## Requirement
Pick out every line in the records below that contains the word "tile", and copy each of those lines.
+ + + +
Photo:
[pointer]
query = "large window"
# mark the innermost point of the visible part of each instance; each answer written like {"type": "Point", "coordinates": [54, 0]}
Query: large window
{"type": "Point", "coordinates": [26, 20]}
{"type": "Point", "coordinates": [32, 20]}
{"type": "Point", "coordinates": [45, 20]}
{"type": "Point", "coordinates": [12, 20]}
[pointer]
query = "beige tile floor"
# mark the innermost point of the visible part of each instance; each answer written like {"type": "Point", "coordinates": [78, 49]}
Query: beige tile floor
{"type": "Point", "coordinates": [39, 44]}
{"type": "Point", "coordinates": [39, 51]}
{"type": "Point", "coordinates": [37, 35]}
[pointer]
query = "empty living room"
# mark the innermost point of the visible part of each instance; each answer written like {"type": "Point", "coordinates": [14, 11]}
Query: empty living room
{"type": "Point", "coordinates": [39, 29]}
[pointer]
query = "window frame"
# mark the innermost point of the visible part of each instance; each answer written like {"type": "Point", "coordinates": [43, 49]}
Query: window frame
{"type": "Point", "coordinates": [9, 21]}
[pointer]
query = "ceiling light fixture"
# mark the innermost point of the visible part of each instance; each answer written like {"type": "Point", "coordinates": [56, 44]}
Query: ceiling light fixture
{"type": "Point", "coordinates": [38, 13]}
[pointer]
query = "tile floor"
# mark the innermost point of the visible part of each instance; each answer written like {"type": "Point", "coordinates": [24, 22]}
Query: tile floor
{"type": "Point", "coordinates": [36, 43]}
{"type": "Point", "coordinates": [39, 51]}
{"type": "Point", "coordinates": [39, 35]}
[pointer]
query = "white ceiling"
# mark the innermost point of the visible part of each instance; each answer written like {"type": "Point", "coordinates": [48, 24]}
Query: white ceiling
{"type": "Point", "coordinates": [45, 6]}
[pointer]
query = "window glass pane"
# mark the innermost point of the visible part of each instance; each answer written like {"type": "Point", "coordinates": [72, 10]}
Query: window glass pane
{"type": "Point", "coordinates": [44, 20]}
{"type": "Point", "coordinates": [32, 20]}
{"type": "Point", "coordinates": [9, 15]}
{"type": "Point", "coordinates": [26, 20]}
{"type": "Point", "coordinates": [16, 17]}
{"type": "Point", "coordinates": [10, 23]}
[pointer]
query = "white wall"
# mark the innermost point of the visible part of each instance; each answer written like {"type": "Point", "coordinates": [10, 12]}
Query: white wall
+ + + +
## Answer to the problem
query = "beige tile floor"
Query: beige tile floor
query = "tile floor"
Query: tile floor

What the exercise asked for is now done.